Lo que se pide:
- A) En el texto sobre la estructura de los hogares, ¿qué porcentaje de los hogares unipersonales de España corresponde a viudos?
- B) Prosigue el texto sobre la estructura de los hogares a partir de su última oración.

Fragmento proporcionado:
● ● ● ● ● ● ●

Cuando la familia retrocede, las estadísticas lo reflejan en la estructura de los hogares. Tres son las categorías cuyo crecimiento es más sintomático: los hogares monoparentales, que aumentan por efecto de divorcios, separaciones y uniones informales y efímeras; los unipersonales, que a menudo tienen el mismo origen y corresponden al otro miembro de la pareja rota; y los hogares no familiares, donde conviven personas no emparentadas: aquí se incluyen las uniones maritales de hecho (aunque algunas estadísticas las consideran familias).

Los tres tipos han proliferado en la Unión Europea. Según Eurostat, en 1981 los hogares monoparentales -en la gran mayoría de los casos encabezados por la madre- eran, por ejemplo, el 8,4% en Gran Bretaña y el 8,1% en Italia; España (7%) ocupaba el cuarto lugar, ex aequo con Dinamarca, Bélgica y Luxemburgo. El último informe del INE no trae datos específicos sobre tales hogares, pero un artículo reciente del sociólogo Emilio Lamo de Espinosa (2), que maneja otras fuentes, permite ver la evolución. Al final de la década pasada, la tasa española alcanzó el 9,4%. El 86% de esos hogares están encabezados por la madre.

También han aumentado las personas que viven solas. Sin embargo, en España las rupturas familiares han influido en esto relativamente poco. La mayoría (57%) de los hogares unipersonales son de viudos, mientras que los de divorciados o separados son sólo el 5,3%, proporción mucho menor que, por ejemplo, en Alemania (18%). Además, el porcentaje de hogares unipersonales (10,8%) es muy inferior a la media de la UE (22,3% en 1981, año en que España registraba un 10,2%). Según Lamo de Espinosa, un motivo principal de la peculiaridad española -junto a la baja tasa de divorcios- es que los hijos prolongan su convivencia con los padres mucho más que en otros países europeos, donde los jóvenes constituyen buena parte de los hogares unipersonales. El INE señala que el 75,3% de las mujeres y el 61,7% de los varones españoles de 20 a 29 años siguen aún en la casa paterna.

● ● ● ● ● ● ●

Datos proporcionados:

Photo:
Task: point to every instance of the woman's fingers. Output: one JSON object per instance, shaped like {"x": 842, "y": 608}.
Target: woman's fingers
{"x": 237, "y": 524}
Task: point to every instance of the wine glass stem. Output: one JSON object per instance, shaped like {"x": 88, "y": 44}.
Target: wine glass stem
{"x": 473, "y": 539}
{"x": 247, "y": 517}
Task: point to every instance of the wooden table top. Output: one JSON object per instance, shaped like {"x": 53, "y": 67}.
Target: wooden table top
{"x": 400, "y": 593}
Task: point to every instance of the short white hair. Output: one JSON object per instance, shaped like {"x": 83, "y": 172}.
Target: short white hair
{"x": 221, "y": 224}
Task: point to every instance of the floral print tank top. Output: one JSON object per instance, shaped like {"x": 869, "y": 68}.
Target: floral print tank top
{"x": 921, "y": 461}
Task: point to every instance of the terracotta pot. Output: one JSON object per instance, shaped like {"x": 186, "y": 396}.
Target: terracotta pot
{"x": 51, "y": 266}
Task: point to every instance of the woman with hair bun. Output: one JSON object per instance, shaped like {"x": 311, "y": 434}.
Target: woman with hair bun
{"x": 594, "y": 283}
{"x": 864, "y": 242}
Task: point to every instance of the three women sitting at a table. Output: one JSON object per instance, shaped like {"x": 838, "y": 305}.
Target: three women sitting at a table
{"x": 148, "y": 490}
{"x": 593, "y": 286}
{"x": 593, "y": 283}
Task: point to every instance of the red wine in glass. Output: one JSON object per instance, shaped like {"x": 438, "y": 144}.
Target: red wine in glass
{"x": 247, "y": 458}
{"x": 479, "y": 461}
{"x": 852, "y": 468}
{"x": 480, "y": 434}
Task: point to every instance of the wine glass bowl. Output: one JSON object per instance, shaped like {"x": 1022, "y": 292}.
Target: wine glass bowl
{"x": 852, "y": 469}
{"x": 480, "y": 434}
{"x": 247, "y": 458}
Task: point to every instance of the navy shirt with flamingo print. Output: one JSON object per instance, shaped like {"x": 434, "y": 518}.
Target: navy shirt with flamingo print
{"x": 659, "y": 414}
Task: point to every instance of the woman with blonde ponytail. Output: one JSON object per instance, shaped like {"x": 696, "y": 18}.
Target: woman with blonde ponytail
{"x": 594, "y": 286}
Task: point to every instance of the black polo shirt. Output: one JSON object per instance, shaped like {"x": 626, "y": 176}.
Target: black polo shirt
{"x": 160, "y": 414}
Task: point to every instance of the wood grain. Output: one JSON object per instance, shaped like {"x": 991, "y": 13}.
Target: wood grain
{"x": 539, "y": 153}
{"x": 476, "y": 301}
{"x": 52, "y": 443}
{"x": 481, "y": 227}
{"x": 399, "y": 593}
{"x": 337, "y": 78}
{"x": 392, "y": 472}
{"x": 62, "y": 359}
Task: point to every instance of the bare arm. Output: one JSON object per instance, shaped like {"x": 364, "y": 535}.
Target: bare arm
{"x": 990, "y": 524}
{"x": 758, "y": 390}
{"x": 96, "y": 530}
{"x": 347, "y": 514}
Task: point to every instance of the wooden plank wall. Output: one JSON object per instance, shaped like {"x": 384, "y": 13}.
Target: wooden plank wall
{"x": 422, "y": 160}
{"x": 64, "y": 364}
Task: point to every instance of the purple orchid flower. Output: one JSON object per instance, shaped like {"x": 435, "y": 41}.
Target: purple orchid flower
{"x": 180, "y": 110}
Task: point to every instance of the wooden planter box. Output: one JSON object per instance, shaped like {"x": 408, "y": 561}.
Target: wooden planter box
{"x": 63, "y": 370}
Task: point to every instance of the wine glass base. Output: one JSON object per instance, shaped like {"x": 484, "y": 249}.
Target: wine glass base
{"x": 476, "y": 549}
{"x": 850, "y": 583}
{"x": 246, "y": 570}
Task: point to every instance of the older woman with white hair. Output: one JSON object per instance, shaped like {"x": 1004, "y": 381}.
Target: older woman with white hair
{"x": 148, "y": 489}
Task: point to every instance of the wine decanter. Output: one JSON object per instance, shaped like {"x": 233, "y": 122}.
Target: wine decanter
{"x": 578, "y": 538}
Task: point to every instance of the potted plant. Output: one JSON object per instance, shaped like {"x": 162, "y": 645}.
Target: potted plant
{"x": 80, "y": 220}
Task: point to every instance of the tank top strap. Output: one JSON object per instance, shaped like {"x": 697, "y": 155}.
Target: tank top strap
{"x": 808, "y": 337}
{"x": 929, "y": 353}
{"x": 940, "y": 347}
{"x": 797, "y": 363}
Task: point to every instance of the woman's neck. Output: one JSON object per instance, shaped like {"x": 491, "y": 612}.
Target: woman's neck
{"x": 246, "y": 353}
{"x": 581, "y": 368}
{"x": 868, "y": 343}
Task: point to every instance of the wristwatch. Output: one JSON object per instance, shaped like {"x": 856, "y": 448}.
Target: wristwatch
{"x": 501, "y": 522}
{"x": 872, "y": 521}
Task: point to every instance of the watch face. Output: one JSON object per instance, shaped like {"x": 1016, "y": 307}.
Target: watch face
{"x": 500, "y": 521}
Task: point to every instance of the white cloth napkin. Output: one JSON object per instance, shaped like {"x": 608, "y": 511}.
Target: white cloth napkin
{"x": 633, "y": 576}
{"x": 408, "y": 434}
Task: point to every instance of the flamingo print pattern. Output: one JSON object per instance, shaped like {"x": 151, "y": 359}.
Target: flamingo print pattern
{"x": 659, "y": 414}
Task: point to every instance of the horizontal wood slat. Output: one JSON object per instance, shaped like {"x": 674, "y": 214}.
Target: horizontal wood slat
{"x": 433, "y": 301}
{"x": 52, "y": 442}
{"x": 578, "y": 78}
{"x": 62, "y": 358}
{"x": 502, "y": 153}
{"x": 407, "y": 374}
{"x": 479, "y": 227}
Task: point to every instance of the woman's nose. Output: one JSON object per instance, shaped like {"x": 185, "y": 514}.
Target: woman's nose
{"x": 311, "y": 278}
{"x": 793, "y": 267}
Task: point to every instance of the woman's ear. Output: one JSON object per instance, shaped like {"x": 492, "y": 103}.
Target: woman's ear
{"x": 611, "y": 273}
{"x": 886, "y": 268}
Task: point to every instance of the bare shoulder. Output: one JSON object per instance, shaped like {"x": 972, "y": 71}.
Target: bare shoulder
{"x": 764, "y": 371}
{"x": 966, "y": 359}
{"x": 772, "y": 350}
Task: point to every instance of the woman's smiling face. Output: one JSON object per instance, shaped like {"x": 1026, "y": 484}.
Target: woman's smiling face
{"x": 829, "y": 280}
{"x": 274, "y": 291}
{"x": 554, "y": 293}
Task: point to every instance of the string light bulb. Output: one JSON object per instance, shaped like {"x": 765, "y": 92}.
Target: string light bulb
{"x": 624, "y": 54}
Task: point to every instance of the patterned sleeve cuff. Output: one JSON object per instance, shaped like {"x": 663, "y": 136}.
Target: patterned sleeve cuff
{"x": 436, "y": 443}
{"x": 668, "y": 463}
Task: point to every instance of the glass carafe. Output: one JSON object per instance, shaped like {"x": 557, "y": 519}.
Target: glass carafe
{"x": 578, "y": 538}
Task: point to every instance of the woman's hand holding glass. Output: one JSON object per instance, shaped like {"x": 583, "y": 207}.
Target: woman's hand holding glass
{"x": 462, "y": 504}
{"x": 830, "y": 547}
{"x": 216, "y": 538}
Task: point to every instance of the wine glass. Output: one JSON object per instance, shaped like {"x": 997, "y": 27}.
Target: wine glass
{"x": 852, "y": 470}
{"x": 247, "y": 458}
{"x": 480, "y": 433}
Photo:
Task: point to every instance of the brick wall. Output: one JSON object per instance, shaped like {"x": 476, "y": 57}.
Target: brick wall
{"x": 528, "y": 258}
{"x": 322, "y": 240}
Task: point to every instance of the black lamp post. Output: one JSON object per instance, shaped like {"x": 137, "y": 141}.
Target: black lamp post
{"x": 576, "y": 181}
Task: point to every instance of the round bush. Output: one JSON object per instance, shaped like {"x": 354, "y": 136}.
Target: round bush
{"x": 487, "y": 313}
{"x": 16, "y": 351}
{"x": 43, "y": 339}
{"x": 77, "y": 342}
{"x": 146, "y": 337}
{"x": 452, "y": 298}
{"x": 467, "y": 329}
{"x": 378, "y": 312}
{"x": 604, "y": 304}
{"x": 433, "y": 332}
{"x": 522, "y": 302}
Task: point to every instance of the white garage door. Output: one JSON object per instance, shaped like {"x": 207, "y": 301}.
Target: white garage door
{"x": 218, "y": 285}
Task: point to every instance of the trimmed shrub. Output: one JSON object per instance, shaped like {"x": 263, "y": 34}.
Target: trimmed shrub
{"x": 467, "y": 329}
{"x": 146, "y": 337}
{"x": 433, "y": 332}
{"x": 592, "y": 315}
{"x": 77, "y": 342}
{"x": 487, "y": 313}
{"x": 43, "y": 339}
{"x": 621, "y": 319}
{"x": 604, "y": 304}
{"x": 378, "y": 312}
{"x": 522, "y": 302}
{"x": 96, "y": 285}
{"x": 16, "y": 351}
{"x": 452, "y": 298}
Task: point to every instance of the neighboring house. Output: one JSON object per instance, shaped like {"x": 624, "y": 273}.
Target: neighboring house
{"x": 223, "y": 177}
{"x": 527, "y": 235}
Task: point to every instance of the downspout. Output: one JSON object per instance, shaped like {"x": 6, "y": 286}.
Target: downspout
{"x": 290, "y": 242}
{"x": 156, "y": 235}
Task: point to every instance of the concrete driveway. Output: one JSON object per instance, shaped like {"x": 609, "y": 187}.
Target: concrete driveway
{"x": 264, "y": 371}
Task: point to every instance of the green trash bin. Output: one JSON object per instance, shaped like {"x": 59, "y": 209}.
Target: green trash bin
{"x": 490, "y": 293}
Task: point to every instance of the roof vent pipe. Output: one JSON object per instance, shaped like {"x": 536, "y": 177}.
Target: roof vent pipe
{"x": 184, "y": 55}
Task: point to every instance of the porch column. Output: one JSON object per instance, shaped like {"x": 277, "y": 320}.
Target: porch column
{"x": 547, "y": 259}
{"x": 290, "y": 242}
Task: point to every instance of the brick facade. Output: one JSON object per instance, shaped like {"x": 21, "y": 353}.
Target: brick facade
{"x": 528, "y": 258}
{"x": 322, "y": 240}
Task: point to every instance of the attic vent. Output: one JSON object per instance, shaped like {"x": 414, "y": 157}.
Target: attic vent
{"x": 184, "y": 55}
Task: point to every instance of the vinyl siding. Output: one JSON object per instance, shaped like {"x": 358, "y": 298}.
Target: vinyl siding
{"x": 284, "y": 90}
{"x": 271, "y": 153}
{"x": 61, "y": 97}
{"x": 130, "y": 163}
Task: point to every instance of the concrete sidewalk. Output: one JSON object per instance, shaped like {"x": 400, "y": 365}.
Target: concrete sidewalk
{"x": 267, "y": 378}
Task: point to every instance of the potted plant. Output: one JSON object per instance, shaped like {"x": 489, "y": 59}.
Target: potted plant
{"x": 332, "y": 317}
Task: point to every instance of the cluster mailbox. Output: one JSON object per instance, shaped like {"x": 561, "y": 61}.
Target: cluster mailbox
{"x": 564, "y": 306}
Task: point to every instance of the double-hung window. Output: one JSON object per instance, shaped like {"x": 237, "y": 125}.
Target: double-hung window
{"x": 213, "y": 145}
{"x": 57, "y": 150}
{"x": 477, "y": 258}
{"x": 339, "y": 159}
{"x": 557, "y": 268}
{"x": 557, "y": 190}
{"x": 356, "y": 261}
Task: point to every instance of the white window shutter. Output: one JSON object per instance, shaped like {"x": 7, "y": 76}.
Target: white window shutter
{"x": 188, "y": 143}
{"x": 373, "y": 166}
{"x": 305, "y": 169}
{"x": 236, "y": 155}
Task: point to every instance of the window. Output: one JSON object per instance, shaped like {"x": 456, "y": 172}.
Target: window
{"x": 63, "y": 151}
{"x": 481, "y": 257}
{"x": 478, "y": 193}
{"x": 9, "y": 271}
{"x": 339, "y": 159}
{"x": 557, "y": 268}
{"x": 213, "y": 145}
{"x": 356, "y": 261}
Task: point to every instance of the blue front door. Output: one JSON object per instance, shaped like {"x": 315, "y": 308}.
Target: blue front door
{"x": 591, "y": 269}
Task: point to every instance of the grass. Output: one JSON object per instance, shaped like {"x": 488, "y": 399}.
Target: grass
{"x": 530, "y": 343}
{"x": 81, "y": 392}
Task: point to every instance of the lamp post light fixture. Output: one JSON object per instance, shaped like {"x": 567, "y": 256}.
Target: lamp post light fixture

● ● ● ● ● ● ●

Respuestas por tarea:
- A) El 57%.

- B)
A fin de cuentas, resulta un claro predominio de los hogares familiares de cualquier tipo, que son el 86,5%, más que en cualquier otro país de la UE. Todas las demás naciones, a excepción de Portugal, habían superado en 1982 el 20% de hogares no familiares. Pero el avance de hogares no familiares es ya importante (ver cuadro 1).

Familias más pequeñas

También es alto dentro de la UE el número medio de miembros en los hogares españoles. Pero va en paulatino descenso (ver cuadro 2). En este siglo el tamaño medio de los hogares ha pasado de 3,87 personas en 1900 a 3,28 en 1991; pero aún es el más elevado de la UE, junto con el de Irlanda (la media de la Unión en 1982 era 2,8). En España, los hogares de dos a cuatro miembros son los más numerosos (66,4%), y a continuación los de cinco o más (20,2%), que presentan el porcentaje más alto de la UE después del 25,5% de Irlanda. Ahora bien, las familias numerosas se van haciendo cada vez más raras, pues en 1970 los hogares españoles con al menos cinco personas eran el 33,5%.

Evidentemente, esta evolución se debe a que faltan niños. Las familias sin hijos son relativamente escasas en España, pero también es poco abundante la prole de las que la tienen. Aunque en el 40,3% de los hogares vive algún menor de 15 años, en el 49% de ellos hay uno solo.

Por otra parte, disminuyen mucho las familias extensas, como se aprecia en el cuadro 1. Así, la frecuencia con que niños o jóvenes conviven con personas mayores es hoy pequeña: sólo en el 7,7% de los hogares coinciden menores de 25 años con mayores de 65, y en el 2,5% niños o jóvenes con mayores de 80 años.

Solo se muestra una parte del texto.